> _Extracted text_:
Writing below, MICHAEL LIND blames the mental straitjacket that encloses the American Left on the influence of big charitable foundations.
I think he mistakes a symptom for the disease. He seems to overlook that similar authoritarian uniformity prevails in the Western word generally. From Finland to Australia, the Left have virtually the same current obsessions, It does not need the support of American charitable foundations,
So how has this irrational and stifling mental uniformity that Lind describes arisen? I see it as an effect of prosperity. A majority of the population now has a life of no great material difficulty. And they feel rather good about that. They can now stop worrying about where the next meal is coming from and devote their attention to their quality of life. At the simplest level they can now eat juicy steaks instead of sausages.
But food is not the only good thing in life. There are many other things that people desire. And a big one is that people like to be liked. They seek approval. The esteem of one's peers is in fact hugely important. People commit suicide for the lack of it.
So that gives us a handle on what is happening and why it is so powerful. Ones political stances can have a big effect on how we feel. To some people politics is important. And having people agree with you can be VERY important. Agreement feeds your hunger for approval. So some people pursue what they see as commendable ideas with great zealotry.
But there is no consensus on what policies are coommendable. Most political ideas have powerful counterarguments. So the choice of what policy to support is very important. There is real doubt about which policy will win the approval of people you know. And you may get it wrong!

> _Recorded data_:

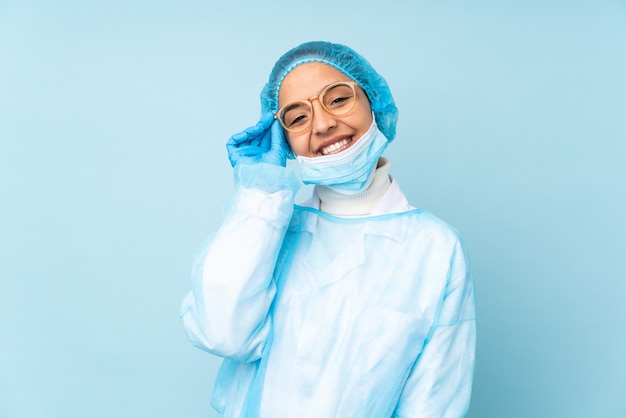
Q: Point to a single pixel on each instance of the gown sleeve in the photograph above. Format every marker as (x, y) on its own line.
(440, 382)
(226, 313)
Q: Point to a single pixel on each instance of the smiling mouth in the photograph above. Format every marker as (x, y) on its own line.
(336, 147)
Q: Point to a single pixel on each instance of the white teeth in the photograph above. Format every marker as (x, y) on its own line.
(336, 147)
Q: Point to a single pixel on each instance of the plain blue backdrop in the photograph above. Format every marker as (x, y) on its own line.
(113, 119)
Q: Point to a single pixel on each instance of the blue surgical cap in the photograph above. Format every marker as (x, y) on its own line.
(348, 62)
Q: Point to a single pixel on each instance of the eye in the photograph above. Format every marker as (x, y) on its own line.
(295, 121)
(338, 97)
(296, 115)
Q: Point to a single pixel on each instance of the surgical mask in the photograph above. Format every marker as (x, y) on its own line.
(350, 171)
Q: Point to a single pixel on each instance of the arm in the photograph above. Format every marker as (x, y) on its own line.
(440, 382)
(226, 312)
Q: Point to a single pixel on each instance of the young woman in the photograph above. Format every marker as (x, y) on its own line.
(353, 304)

> _What to work on_:
**A)** In the essay on the American Left, what does the writer see the mental uniformity that Lind describes as an effect of?
**B)** Transcribe the essay on the American Left word for word, from "Writing below, MICHAEL" up to and including "instead of sausages.".

> _Solution list_:
**A)** Prosperity.

**B)**
Writing below, MICHAEL LIND blames the mental straitjacket that encloses the American Left on the influence of big charitable foundations.
I think he mistakes a symptom for the disease. He seems to overlook that similar authoritarian uniformity prevails in the Western word generally. From Finland to Australia, the Left have virtually the same current obsessions, It does not need the support of American charitable foundations,
So how has this irrational and stifling mental uniformity that Lind describes arisen? I see it as an effect of prosperity. A majority of the population now has a life of no great material difficulty. And they feel rather good about that. They can now stop worrying about where the next meal is coming from and devote their attention to their quality of life. At the simplest level they can now eat juicy steaks instead of sausages.